*EXERCISES TO COMPLETE*
1. From the Cambodia travel blog post, list each road feature the writer mentions in the sentence beginning "Junctions - pah" along with the verdict given for it.
2. Write the next part of the Cambodia travel blog post, picking up after "The trick is to be confident and they go round you!"

*DOCUMENT SEGMENT*
Thursday 11 December 2014

FIRST FULL DAY IN CAMBODIA.

Hello! Mother is here to give me a right good ear bashing on what's what and whose who. So she's  decided to also take over my blog for the next couple of days, whilst she is here. Please enjoy!

Greg met me at Phnom Penh airport yesterday after telling me that he wouldn't be able to which was my second (wonderful) surprise upon entering Cambodia - the first being that the visa had gone up by $10 since my Lonely Planet guide was written in Sept 2014.  Flight over with Thai Airways was brilliant and managed to watch 'Frozen' at last.  A bit bleary eyed I got into the tuk tuk Greg had arranged to take us to his flat, driven by his friend Sky.  She drew a lot of glances as one of the very few female drivers in the city and then - out into the heat of a crazy world of thousands of motos carrying everything from up to 5 people (3 of whom are often small children and babies clinging on), tables, huge sacks, monks in their saffron robes sitting side saddle, live ducks gazing out with loads of chickens hanging upside down apparently hypnotised their beaks nearly on the road surface, tuk tuks loaded up with every conceivable item used by mankind, old ladies walking along with a stick across their shoulder with their cooking implements hanging from baskets on either end.  Lorries loaded sky high usually with someone on the top, little refreshment stalls with a moto attached with one bent wheel hanging on for dear life.  A trailer on a moto being loaded up with 20' wooden poles - how does he go round corners?  The side roads are full of potholes, dust, rubbish - then to my horror there are people on motos and bikes coming towards us on the wrong side of the road! Junctions - pah; traffic lights -  might stop if everyone else does; zebra crossings - don't bother!  I cling to Greg's hand when we cross roads now as if I were the child.  The trick is to be confident and they go round you!

*INFORMATION GIVEN*
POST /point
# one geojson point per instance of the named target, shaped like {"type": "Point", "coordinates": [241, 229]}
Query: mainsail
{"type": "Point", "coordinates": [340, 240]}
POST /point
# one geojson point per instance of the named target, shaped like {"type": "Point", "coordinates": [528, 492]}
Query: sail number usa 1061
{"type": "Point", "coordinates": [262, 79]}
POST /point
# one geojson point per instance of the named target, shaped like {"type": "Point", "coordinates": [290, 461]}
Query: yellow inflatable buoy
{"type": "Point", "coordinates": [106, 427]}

*TASK RESPONSES*
1.
- Junctions: "pah"
- Traffic lights: "might stop if everyone else does"
- Zebra crossings: "don't bother!"

2.
Everywhere is full of personal industry - cafe's, stalls, workshops fixing anything that has ever worked, shops stacked high with bits of metal god knows from where, another old lady selling snails off a tray by the road side, chickens on the bbq smelling delicious, all covered in a thick layer of dust and diesel.  What an experience - I can see why Greg loves it here. 

The poverty is unconsciounable - I watched a female street seller lay a blanket on  the pavement last night on the equivalent of the Embankment (but warmer) by the Mekong river for her small child to lie on for the night inches from the busy road.  Young boys no older than 5 or 6 approached us begging in a street cafe last night.  No-one walks anywhere - the pavements are broken up badly and covered by parked cars - huge 4x4's so there is wealth here and which are an obvious status symbol, heaps of debris, cafes, parked tuk tuks and motos on which you find the driver asleep.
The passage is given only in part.